Without the pictures, give the entries below again exactly as written.

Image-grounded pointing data
<<<<
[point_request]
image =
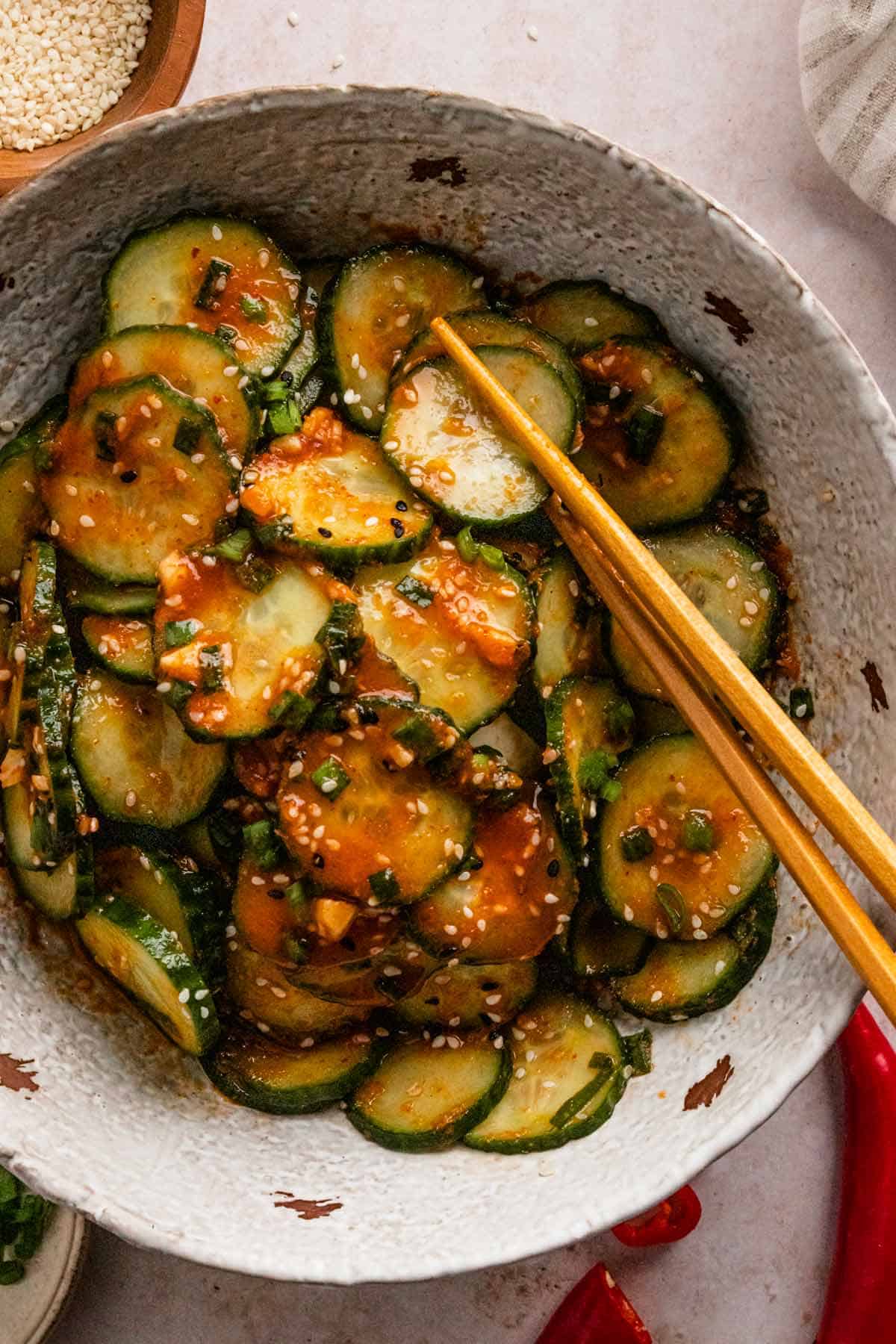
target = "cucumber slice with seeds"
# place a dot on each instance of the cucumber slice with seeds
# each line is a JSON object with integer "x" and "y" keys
{"x": 262, "y": 1074}
{"x": 149, "y": 476}
{"x": 696, "y": 447}
{"x": 331, "y": 492}
{"x": 662, "y": 784}
{"x": 218, "y": 273}
{"x": 122, "y": 645}
{"x": 727, "y": 581}
{"x": 519, "y": 897}
{"x": 240, "y": 641}
{"x": 458, "y": 628}
{"x": 191, "y": 361}
{"x": 373, "y": 309}
{"x": 568, "y": 1053}
{"x": 464, "y": 998}
{"x": 485, "y": 329}
{"x": 391, "y": 831}
{"x": 583, "y": 314}
{"x": 423, "y": 1098}
{"x": 583, "y": 717}
{"x": 454, "y": 452}
{"x": 153, "y": 969}
{"x": 134, "y": 757}
{"x": 685, "y": 980}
>>>>
Solved problem
[point_request]
image =
target = "cucumber slice with seeds"
# place a dot on each instance of the cucumber slice with seeds
# each line is a JSON object with integer "x" and "y" keys
{"x": 262, "y": 1074}
{"x": 149, "y": 476}
{"x": 696, "y": 447}
{"x": 331, "y": 492}
{"x": 662, "y": 784}
{"x": 218, "y": 273}
{"x": 122, "y": 645}
{"x": 727, "y": 581}
{"x": 519, "y": 897}
{"x": 240, "y": 641}
{"x": 458, "y": 628}
{"x": 191, "y": 361}
{"x": 373, "y": 309}
{"x": 568, "y": 1053}
{"x": 464, "y": 998}
{"x": 485, "y": 329}
{"x": 391, "y": 831}
{"x": 583, "y": 314}
{"x": 423, "y": 1098}
{"x": 583, "y": 717}
{"x": 454, "y": 452}
{"x": 153, "y": 969}
{"x": 134, "y": 757}
{"x": 685, "y": 980}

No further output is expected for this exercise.